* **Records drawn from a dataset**
++++++++++++++++++++

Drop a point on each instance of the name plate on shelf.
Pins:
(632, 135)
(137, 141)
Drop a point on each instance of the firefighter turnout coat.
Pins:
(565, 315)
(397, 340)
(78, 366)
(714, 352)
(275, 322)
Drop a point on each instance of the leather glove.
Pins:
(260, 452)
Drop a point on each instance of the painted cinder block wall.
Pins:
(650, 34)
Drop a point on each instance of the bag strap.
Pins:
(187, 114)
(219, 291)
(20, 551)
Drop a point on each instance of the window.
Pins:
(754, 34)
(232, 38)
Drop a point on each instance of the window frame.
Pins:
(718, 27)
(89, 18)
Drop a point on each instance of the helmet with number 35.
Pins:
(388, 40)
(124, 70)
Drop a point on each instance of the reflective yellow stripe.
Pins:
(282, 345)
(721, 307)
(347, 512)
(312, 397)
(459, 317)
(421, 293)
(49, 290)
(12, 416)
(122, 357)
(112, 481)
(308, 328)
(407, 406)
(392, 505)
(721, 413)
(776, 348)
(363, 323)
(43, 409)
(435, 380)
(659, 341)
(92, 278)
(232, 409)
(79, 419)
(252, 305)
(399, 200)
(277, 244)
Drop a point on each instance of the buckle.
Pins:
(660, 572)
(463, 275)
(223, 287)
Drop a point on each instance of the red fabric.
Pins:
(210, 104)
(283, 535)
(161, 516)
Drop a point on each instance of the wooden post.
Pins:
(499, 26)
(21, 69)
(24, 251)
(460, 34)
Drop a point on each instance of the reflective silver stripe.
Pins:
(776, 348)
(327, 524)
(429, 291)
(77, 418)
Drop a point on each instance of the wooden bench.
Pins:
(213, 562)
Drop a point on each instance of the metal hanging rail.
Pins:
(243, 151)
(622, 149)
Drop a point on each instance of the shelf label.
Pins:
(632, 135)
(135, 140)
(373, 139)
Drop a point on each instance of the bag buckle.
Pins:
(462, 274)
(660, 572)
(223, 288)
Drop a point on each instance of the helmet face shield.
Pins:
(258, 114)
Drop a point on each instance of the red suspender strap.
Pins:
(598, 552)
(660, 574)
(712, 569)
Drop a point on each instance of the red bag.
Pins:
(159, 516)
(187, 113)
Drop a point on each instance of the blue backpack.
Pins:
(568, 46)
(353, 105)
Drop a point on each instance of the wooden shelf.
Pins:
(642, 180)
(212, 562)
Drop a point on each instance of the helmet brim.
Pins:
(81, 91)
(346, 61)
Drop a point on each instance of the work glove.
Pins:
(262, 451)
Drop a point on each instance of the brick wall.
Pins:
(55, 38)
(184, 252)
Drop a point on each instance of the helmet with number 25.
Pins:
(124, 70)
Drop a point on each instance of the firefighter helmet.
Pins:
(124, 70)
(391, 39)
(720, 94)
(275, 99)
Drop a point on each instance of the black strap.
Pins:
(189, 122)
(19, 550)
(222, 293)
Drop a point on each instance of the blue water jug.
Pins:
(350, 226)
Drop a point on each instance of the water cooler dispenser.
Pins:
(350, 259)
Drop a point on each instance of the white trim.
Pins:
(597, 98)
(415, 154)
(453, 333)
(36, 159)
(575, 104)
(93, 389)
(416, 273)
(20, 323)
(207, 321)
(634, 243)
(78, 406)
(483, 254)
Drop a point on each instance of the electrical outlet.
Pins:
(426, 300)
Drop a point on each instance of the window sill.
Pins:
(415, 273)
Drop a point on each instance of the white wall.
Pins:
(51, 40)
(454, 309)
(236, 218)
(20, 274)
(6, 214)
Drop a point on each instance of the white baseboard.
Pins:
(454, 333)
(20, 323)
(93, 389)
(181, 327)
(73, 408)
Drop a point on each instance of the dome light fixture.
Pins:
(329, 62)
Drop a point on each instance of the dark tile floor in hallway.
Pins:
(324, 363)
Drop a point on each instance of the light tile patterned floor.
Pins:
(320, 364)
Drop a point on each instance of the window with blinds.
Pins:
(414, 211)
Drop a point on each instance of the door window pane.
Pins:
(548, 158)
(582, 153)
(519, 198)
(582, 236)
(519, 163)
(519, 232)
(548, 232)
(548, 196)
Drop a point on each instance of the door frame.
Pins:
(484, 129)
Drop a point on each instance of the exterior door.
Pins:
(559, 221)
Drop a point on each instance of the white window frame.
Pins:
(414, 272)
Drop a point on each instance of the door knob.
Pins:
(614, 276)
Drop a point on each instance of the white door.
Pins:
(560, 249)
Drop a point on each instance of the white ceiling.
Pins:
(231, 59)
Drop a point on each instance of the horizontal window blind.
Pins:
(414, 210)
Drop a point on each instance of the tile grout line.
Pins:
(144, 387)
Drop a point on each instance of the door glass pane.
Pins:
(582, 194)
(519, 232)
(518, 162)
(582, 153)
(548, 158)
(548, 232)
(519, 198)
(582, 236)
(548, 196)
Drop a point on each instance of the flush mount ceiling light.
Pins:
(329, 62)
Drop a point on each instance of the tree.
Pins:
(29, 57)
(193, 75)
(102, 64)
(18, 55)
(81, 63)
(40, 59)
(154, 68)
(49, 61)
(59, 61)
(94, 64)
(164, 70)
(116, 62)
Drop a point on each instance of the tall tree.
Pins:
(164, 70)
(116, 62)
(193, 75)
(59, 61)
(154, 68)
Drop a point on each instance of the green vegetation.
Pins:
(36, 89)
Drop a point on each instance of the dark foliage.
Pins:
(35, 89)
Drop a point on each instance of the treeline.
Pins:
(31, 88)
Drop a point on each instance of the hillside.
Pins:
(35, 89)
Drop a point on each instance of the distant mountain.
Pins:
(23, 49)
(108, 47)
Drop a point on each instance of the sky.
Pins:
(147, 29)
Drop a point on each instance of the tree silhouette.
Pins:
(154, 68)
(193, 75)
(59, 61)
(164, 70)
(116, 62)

++++++++++++++++++++

* **YOUR TASK**
Each record should be given again exactly as it reads.

* **THE COMPLETED TASK**
Drop a point on each instance of the name plate on shelf.
Pins:
(632, 135)
(137, 141)
Drop a point on each instance of the firefighter turnout coat.
Pins:
(565, 315)
(397, 340)
(78, 366)
(714, 352)
(275, 322)
Drop a point on each instance of the leather glove.
Pins:
(260, 452)
Drop a point on each instance of the painted cinder block wall.
Pins:
(650, 34)
Drop a point on each instance of the bag strap.
Pins:
(187, 114)
(219, 291)
(20, 551)
Drop a point on each instance of the window.
Pins:
(754, 34)
(232, 38)
Drop a point on each instance of the window frame.
Pins:
(718, 27)
(89, 18)
Drop a point on each instance of the helmet with number 35.
Pins:
(388, 40)
(124, 70)
Drop a point on each instance of the reflective yellow stripe.
Pins:
(282, 345)
(721, 307)
(347, 512)
(312, 397)
(459, 317)
(421, 293)
(49, 290)
(12, 416)
(122, 357)
(112, 481)
(308, 328)
(407, 406)
(392, 505)
(721, 413)
(776, 348)
(363, 323)
(43, 409)
(435, 380)
(659, 341)
(92, 278)
(232, 409)
(79, 419)
(252, 305)
(399, 200)
(277, 244)
Drop a point on each instance of the buckle.
Pins:
(660, 572)
(463, 275)
(223, 287)
Drop a point on each instance of the red fabric.
Pins:
(210, 104)
(283, 535)
(161, 516)
Drop a point on each instance of the wooden post.
Pins:
(499, 26)
(21, 69)
(24, 251)
(460, 34)
Drop a point on each instance of the reflective silver stripe.
Pins:
(776, 348)
(327, 524)
(429, 291)
(77, 418)
Drop a point on each instance of the wooden bench.
Pins:
(213, 562)
Drop a point on each instance of the metal hanging rail.
Pins:
(243, 151)
(622, 149)
Drop a point on each instance of the shelf label.
Pins:
(632, 135)
(135, 140)
(373, 139)
Drop a point on each instance of the bag buckle.
Pins:
(462, 274)
(660, 572)
(223, 288)
Drop a point on each instance of the helmet face shield.
Pins:
(258, 114)
Drop a point on each instance of the red suspender strap.
Pins:
(598, 552)
(660, 574)
(712, 569)
Drop a point on each instance of the red bag.
Pins:
(159, 516)
(187, 113)
Drop a point on each instance of the blue backpack.
Pins:
(568, 46)
(353, 105)
Drop a point on each instance of the wooden shelf.
Pins:
(642, 180)
(212, 562)
Drop a point on each instance of the helmet brim.
Pins:
(81, 91)
(346, 61)
Drop a point on each instance of the work glove.
Pins:
(262, 451)
Drop a point on each instance of the brick wall.
Pins:
(55, 38)
(184, 252)
Drop a point on each instance of the helmet with number 25.
Pins:
(124, 70)
Drop a point on each instance of the firefighter helmet.
Pins:
(124, 70)
(391, 39)
(720, 94)
(275, 99)
Drop a point on each instance of the black strap.
Pins:
(189, 122)
(19, 550)
(222, 293)
Drop a point on each instance of the blue water jug.
Pins:
(350, 226)
Drop a point on each instance of the water cooler dispenser.
Pins:
(350, 259)
Drop a point on each instance of the white trim.
Pins:
(597, 98)
(415, 154)
(453, 333)
(36, 159)
(575, 104)
(93, 389)
(416, 273)
(20, 323)
(207, 321)
(634, 243)
(78, 406)
(483, 254)
Drop a point on each instance of the electrical outlet.
Pins:
(426, 300)
Drop a point on each instance of the window sill.
Pins:
(415, 273)
Drop a point on each instance of the white wall.
Pins:
(51, 40)
(454, 309)
(236, 218)
(20, 274)
(6, 214)
Drop a point on each instance of the white baseboard.
Pins:
(454, 333)
(20, 323)
(93, 389)
(181, 327)
(73, 408)
Drop a point on each instance of the dome light fixture.
Pins:
(329, 62)
Drop a point on each instance of the dark tile floor in hallway.
Pins:
(324, 363)
Drop a point on each instance of the light tile patterned floor.
Pins:
(320, 364)
Drop a point on each instance of the window with blinds.
Pins:
(414, 211)
Drop a point on each instance of the door window pane.
Pins:
(548, 158)
(582, 153)
(519, 198)
(582, 236)
(519, 163)
(519, 232)
(548, 232)
(548, 196)
Drop a point on each instance of the door frame.
Pins:
(484, 129)
Drop a point on each instance of the exterior door.
Pins:
(559, 221)
Drop a point on each instance of the white window frame.
Pins:
(414, 272)
Drop a point on each instance of the door knob.
Pins:
(614, 276)
Drop a point on each instance of the white door.
Pins:
(560, 249)
Drop a point on each instance of the white ceiling.
Pins:
(231, 59)
Drop a point on each instance of the horizontal window blind.
Pins:
(414, 210)
Drop a point on each instance of the tile grout line.
Pins:
(144, 387)
Drop a point on each instance of the door glass pane.
Pins:
(582, 194)
(519, 232)
(518, 162)
(582, 153)
(548, 158)
(548, 232)
(519, 198)
(582, 236)
(548, 196)
Drop a point on each instance of the flush mount ceiling light.
Pins:
(329, 62)
Drop a point on each instance of the tree.
Pins:
(29, 57)
(193, 75)
(102, 64)
(18, 55)
(81, 63)
(40, 59)
(154, 68)
(49, 61)
(59, 61)
(94, 64)
(164, 70)
(116, 62)
Drop a point on each instance of the tall tree.
Pins:
(164, 70)
(116, 62)
(193, 75)
(59, 61)
(154, 68)
Drop a point on each instance of the green vegetation.
Pins:
(36, 89)
Drop a point on each instance of the dark foliage.
Pins:
(35, 89)
Drop a point on each instance of the treeline.
Pins:
(31, 88)
Drop a point on each instance of the hillside.
Pins:
(35, 89)
Drop a point on each instance of the distant mountain.
Pins:
(23, 49)
(108, 47)
Drop a point on each instance of the sky.
Pins:
(147, 29)
Drop a point on each instance of the tree silhouette.
Pins:
(154, 68)
(193, 75)
(59, 61)
(164, 70)
(116, 62)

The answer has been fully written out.